=== Material to process ===

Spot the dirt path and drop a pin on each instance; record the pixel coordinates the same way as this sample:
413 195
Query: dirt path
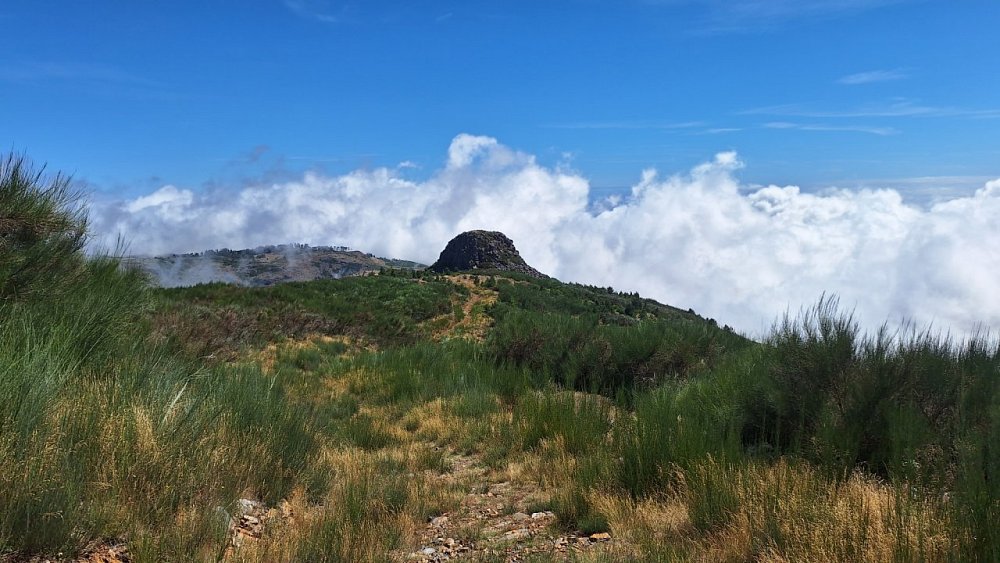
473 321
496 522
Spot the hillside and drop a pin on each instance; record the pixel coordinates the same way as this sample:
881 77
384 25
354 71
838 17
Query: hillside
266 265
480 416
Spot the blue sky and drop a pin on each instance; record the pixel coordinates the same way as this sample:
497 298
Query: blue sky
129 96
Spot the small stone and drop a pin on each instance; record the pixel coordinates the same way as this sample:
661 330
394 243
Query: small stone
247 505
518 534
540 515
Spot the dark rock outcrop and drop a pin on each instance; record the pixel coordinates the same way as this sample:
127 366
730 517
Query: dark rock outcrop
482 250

===
=== Material to process ===

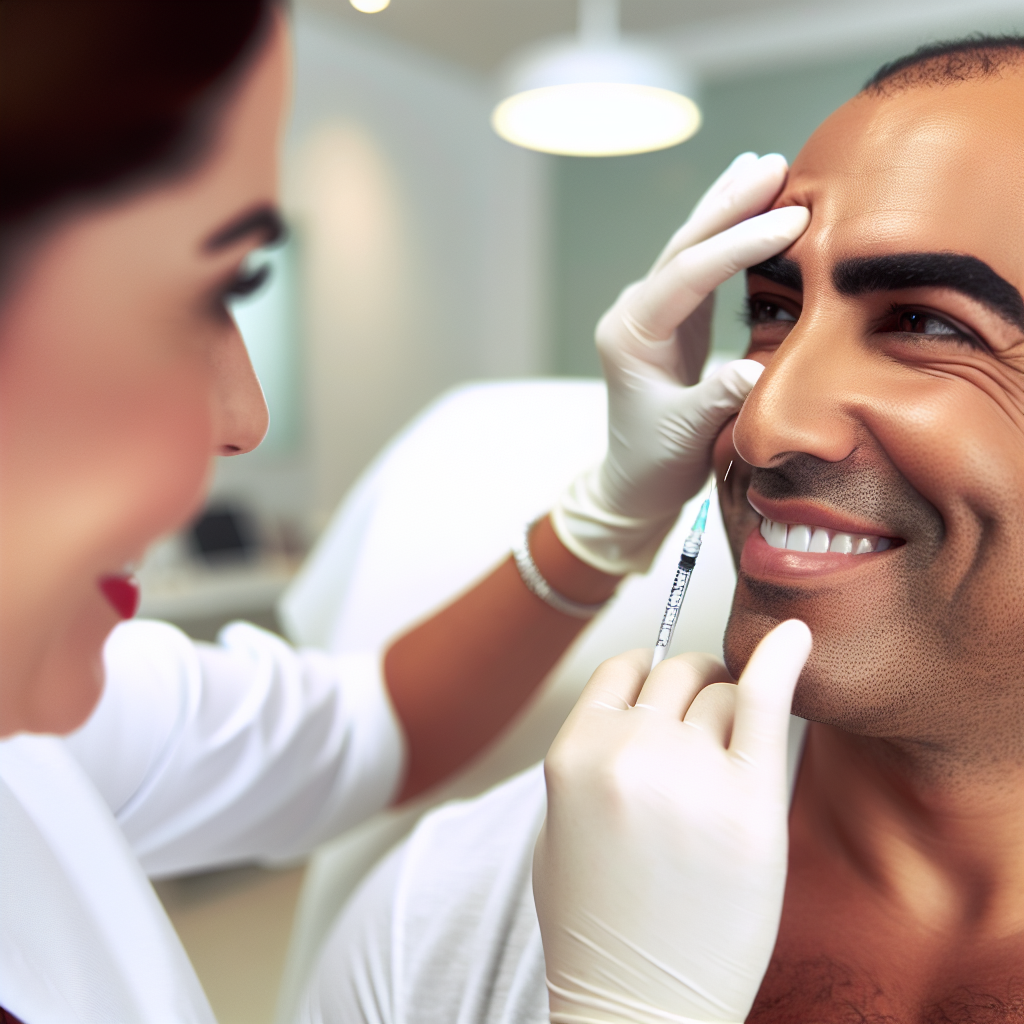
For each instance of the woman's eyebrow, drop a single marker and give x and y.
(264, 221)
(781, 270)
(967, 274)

===

Identify every line in the records above that contains the word "rock", and copy each of those lines in full.

Written reply:
Spot the dark rock outcrop and drop a pin on each instance; record the pixel coordinates the same way as this sample:
Query: dark rock outcrop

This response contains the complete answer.